**YOUR INSTRUCTIONS:**
Lay out the lines of the items below from the line holding "Return one point per instance of the barn" through the line holding "<point>108,56</point>", inclusive, as a Markdown table. Use two columns, Row for a running row number and Line for the text of each line, and leave out any blank lines.

**EXCERPTED DATA:**
--- START ---
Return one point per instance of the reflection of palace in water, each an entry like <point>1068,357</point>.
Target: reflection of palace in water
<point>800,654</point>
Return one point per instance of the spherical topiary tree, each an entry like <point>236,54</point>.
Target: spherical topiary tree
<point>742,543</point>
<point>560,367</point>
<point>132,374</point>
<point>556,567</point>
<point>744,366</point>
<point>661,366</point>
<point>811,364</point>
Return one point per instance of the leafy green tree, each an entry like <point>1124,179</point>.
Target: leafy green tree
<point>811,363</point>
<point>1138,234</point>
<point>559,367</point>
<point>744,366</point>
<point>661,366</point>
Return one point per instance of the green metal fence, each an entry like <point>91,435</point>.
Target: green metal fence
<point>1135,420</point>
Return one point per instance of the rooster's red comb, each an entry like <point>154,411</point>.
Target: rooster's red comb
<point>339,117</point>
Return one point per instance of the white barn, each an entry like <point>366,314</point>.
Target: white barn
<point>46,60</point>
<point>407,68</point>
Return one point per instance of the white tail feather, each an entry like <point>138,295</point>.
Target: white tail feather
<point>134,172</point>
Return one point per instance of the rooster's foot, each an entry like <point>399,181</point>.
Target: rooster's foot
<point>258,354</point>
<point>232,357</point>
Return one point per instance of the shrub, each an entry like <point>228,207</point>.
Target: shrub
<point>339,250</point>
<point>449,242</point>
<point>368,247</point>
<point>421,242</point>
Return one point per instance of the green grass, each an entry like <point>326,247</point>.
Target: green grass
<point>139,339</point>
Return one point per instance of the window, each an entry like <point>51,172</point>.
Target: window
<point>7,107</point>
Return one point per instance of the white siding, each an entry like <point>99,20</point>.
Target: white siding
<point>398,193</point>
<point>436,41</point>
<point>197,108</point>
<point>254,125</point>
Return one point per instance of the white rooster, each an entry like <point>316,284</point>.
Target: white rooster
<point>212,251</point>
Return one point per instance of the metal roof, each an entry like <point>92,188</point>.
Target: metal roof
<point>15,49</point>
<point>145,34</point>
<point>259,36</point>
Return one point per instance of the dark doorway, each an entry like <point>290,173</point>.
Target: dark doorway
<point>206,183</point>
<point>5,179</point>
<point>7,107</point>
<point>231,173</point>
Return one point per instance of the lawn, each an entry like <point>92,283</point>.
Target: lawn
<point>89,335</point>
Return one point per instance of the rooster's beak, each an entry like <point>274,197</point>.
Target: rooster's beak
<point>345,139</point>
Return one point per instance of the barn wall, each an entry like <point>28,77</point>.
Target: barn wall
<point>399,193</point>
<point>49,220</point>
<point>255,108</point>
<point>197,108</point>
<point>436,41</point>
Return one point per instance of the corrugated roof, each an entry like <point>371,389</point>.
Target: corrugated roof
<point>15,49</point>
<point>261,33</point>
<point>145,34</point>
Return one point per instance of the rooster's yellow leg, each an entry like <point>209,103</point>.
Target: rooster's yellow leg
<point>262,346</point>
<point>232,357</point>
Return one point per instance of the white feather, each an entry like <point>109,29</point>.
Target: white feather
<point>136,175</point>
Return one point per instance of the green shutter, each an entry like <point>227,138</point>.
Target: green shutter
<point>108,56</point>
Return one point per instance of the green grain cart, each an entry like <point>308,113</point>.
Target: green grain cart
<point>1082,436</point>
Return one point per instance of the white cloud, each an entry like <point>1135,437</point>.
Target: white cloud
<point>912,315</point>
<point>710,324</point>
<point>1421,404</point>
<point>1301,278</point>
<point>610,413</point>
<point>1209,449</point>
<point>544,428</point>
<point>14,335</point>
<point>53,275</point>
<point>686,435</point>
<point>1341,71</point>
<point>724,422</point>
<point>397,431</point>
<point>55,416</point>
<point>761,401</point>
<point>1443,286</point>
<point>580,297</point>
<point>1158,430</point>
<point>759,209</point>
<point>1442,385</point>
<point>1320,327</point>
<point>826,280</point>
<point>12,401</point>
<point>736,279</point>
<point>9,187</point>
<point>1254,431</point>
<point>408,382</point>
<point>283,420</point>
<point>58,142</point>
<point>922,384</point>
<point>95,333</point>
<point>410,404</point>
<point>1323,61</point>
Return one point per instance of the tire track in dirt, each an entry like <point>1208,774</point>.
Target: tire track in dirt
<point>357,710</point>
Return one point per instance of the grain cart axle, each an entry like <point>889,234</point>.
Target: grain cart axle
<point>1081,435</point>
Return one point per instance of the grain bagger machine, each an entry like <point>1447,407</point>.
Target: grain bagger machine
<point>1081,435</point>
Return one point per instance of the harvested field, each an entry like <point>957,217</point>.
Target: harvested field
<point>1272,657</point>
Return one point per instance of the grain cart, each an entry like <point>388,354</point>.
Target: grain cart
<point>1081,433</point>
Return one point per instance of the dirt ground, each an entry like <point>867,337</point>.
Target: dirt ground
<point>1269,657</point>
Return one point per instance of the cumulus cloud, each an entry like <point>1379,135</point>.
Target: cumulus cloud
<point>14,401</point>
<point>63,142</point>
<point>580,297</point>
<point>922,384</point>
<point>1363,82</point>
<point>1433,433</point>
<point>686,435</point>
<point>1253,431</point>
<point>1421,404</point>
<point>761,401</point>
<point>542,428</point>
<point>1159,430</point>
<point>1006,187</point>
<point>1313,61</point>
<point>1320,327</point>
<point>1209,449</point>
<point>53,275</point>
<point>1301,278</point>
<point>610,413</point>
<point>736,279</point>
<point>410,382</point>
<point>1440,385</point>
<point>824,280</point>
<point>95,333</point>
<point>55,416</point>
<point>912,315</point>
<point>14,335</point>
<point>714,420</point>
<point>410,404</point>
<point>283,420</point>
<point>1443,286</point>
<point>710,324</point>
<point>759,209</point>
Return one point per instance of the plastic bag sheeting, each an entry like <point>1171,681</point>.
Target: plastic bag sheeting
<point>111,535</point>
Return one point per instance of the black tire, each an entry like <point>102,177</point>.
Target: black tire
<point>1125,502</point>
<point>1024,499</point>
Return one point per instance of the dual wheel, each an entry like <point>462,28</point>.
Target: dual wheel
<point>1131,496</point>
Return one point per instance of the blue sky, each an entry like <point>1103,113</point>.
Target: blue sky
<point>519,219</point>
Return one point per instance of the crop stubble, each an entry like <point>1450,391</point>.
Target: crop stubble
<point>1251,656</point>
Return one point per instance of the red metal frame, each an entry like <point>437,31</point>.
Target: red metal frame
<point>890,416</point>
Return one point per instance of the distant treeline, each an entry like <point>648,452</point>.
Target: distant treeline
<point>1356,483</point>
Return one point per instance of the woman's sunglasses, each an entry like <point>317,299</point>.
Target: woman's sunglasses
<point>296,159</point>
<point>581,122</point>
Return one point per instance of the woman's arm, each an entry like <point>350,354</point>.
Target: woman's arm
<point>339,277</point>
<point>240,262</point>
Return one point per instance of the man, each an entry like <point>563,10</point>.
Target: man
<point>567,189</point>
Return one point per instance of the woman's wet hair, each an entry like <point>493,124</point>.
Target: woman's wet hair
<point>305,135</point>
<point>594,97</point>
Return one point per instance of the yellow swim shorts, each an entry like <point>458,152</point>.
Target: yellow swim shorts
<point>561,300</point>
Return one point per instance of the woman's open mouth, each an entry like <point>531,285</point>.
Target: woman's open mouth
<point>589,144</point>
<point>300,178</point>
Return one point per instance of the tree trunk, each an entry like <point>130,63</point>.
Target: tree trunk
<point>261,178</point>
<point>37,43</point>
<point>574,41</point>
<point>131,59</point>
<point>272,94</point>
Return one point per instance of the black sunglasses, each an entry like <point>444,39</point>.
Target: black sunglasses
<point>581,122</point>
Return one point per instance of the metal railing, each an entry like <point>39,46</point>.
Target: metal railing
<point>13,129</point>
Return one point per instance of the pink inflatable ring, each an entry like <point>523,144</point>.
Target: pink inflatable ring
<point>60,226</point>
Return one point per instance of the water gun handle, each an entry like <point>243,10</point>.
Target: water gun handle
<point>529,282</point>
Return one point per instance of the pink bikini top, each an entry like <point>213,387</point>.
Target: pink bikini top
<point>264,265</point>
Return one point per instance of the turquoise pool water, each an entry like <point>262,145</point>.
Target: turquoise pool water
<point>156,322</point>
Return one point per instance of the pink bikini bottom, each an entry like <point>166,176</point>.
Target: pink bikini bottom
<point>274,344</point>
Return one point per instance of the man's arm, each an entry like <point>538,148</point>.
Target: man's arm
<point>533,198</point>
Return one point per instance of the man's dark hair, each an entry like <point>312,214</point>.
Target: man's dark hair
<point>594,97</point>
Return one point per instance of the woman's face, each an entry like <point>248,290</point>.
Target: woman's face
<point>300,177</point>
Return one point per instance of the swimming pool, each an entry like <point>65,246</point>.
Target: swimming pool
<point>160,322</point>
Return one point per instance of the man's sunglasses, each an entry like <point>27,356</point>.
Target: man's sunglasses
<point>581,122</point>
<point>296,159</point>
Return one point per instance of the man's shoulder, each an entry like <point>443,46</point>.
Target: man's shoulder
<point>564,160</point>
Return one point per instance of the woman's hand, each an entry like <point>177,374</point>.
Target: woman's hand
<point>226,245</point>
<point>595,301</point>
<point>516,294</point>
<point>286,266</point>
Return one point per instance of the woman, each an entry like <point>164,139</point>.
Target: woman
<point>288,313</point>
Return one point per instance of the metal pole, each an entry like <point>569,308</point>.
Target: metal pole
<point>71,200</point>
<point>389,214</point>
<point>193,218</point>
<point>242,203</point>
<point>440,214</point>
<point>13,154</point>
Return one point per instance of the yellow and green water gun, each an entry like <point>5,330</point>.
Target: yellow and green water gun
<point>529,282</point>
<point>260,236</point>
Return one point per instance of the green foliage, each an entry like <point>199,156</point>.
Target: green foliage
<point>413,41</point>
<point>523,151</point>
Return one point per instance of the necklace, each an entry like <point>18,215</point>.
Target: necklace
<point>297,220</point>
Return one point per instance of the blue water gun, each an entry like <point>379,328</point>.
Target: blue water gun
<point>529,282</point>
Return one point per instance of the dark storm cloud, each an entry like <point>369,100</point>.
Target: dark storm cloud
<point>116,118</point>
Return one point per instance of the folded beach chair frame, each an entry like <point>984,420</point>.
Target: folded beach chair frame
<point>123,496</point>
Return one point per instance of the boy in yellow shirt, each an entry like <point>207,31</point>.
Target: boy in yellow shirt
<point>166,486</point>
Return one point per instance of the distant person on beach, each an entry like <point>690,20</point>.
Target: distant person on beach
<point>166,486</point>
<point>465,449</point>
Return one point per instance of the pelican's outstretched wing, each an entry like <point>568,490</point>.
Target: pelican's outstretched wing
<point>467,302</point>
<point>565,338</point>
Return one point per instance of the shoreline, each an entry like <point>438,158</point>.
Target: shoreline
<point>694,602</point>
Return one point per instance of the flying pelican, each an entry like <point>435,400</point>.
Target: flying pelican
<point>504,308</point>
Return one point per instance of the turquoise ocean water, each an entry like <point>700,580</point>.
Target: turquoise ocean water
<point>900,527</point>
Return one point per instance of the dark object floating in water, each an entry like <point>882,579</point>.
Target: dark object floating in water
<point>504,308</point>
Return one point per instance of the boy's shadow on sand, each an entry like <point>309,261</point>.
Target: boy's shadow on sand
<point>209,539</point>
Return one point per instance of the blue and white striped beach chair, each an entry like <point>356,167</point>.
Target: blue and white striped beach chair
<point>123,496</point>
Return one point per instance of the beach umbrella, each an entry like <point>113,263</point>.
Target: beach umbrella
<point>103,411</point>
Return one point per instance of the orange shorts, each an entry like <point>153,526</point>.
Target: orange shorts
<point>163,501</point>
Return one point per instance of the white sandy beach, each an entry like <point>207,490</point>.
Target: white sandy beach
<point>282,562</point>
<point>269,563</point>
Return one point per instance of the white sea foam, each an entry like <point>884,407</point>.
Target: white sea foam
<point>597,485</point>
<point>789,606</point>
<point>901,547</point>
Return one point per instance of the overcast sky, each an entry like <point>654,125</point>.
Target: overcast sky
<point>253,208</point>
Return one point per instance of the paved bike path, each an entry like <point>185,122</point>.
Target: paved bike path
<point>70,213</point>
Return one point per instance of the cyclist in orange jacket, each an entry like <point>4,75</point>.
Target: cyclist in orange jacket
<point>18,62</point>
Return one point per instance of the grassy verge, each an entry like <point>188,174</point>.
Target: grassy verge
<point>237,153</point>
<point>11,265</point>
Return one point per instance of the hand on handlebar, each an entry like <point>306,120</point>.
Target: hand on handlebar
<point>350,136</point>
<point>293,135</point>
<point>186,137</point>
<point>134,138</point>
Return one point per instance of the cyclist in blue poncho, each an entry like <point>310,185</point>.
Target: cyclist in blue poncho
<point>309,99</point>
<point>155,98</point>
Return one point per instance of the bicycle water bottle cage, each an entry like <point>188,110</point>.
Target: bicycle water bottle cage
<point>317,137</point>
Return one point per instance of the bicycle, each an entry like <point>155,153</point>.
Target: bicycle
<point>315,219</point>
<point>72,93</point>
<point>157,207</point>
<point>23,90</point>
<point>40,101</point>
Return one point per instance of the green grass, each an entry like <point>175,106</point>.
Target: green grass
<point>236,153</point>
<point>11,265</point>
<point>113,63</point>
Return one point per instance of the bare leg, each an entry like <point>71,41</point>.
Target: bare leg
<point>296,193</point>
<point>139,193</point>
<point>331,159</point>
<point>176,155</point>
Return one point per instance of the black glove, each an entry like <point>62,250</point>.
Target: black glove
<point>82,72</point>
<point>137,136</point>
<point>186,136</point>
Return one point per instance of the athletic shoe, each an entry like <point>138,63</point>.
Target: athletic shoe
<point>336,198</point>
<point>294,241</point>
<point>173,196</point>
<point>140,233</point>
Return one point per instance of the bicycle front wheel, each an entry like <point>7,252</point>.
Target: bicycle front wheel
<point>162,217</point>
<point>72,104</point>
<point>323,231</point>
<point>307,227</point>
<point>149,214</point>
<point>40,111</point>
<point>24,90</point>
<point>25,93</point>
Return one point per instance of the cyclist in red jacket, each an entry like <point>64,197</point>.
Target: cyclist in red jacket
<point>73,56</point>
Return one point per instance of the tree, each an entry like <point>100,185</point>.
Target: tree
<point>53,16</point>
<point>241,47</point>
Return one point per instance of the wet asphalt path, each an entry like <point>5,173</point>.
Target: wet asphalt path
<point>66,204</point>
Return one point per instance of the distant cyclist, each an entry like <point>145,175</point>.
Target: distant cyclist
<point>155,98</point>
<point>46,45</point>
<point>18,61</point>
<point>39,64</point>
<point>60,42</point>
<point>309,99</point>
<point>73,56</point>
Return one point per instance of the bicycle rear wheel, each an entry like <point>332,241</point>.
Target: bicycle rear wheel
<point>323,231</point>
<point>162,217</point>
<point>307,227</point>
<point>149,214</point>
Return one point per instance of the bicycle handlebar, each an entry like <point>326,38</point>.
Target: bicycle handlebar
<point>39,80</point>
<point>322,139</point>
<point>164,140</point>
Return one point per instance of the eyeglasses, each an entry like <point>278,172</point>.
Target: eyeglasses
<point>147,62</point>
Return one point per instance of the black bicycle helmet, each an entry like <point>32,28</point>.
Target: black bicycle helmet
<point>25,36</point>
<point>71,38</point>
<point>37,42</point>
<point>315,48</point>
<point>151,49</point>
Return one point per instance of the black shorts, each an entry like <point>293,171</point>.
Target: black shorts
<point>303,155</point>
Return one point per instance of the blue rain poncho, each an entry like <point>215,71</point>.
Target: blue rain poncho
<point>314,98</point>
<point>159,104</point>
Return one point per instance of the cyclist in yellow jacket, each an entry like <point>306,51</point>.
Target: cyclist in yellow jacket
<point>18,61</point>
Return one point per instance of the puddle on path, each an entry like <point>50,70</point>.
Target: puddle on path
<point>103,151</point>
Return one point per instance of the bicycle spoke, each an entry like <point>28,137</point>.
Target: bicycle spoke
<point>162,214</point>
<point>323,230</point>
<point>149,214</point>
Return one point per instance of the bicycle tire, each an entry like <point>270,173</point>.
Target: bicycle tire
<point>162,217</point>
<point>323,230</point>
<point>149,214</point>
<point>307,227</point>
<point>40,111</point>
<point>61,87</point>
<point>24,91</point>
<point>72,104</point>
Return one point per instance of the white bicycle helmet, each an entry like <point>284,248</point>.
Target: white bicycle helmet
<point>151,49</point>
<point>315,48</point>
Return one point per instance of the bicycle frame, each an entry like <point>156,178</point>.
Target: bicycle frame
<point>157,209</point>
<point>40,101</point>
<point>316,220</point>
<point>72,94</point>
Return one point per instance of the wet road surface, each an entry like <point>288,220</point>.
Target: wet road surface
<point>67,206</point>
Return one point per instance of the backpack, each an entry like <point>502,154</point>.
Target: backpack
--- END ---
**OUTPUT:**
| Row | Line |
|---|---|
| 1 | Return one point per instance of the barn wall, each an entry like <point>28,77</point>. |
| 2 | Target: barn wall |
| 3 | <point>399,193</point> |
| 4 | <point>49,220</point> |
| 5 | <point>255,108</point> |
| 6 | <point>197,108</point> |
| 7 | <point>436,41</point> |
| 8 | Return one point per instance of the corrugated roof, each an entry like <point>371,389</point>. |
| 9 | Target: corrugated roof |
| 10 | <point>15,49</point> |
| 11 | <point>261,33</point> |
| 12 | <point>145,34</point> |
| 13 | Return one point per instance of the rooster's yellow leg, each an entry like <point>209,103</point>. |
| 14 | Target: rooster's yellow leg |
| 15 | <point>262,346</point> |
| 16 | <point>232,357</point> |
| 17 | Return one point per instance of the white feather, each an entry like <point>109,29</point>. |
| 18 | Target: white feather |
| 19 | <point>136,175</point> |
| 20 | Return one point per instance of the green shutter, each an entry like <point>227,138</point>. |
| 21 | Target: green shutter |
| 22 | <point>108,56</point> |